> **DATA SHOWN**:
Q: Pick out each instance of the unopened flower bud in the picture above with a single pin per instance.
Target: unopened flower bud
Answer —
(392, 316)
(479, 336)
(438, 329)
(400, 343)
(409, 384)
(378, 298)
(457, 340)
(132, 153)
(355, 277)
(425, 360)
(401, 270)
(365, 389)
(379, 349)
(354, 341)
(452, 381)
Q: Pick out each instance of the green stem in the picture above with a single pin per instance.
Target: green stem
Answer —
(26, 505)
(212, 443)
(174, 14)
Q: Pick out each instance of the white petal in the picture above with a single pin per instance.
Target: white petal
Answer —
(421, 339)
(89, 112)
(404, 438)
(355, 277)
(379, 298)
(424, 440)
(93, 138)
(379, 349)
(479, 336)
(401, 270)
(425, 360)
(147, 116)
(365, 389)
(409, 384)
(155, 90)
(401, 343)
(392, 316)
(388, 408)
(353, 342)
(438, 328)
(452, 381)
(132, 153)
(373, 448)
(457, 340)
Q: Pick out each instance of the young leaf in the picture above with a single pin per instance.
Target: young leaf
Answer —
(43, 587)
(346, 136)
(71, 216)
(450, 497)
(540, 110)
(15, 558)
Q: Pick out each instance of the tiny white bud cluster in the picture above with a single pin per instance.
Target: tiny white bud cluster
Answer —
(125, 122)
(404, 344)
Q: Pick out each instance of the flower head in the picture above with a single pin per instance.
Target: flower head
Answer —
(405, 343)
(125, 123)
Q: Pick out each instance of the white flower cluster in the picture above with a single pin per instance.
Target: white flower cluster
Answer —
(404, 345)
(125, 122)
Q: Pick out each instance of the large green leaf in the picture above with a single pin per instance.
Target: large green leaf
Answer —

> **WORK TO COMPLETE**:
Rewrite the data from the line containing "Q: Pick out each instance of the tiny" through the end of the data, replacing "large green leaf" with "broad green leaf" and leaving everything else unchanged.

> **REPLY TO THE TASK**:
Q: Pick out each instance of the tiny white bud cluster in the picture above with a single pin per instance.
Target: tiny white bud cluster
Answer —
(125, 122)
(404, 344)
Q: Pick out each instance of the flower head in the picture above with a single pin per instance.
Target: flower head
Answer —
(405, 343)
(125, 123)
Q: Pick out each instance of the white flower cluster in the picture above with a single pin per instance.
Target: white flower cluster
Answer —
(404, 345)
(125, 122)
Q: Pick out each instance of the broad green leaf in the picture above with a single pin per instance.
Target: broad green leaf
Answer —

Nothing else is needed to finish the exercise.